**Given request:** Locate each line of the entries below that contains the word "hand", with case counting, and copy every such line.

===== Input rows

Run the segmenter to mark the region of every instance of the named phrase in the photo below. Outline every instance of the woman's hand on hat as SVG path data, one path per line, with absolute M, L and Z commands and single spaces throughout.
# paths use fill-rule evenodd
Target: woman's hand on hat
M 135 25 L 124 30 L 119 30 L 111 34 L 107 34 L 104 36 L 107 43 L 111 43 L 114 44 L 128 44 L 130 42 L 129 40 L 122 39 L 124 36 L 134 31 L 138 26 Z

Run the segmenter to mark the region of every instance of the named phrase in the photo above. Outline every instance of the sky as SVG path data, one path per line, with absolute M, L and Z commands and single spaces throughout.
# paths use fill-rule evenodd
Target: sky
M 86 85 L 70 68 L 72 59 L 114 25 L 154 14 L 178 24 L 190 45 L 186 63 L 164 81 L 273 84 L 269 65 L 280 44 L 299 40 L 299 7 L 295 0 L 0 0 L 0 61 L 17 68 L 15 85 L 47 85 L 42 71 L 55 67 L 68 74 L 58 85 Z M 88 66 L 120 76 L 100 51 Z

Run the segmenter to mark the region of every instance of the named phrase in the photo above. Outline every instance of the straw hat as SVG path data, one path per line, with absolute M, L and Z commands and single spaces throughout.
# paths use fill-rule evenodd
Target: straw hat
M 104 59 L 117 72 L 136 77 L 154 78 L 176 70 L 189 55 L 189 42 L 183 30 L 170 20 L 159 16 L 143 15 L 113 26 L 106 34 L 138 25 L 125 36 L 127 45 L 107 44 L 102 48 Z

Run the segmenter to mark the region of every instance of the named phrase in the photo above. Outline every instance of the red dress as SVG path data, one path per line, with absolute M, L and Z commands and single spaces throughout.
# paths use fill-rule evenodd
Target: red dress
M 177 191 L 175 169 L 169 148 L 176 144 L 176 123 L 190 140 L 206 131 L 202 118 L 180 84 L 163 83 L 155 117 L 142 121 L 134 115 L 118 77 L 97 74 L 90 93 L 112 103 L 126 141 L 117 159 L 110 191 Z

==========

**Solution for this task:**
Run the segmenter to mark the region of every instance of the named phrase in the photo below. Outline every instance of the woman's hand on hat as SVG path data, one path per line, with absolute M, L and Z commands and single spaces throughout.
Target: woman's hand on hat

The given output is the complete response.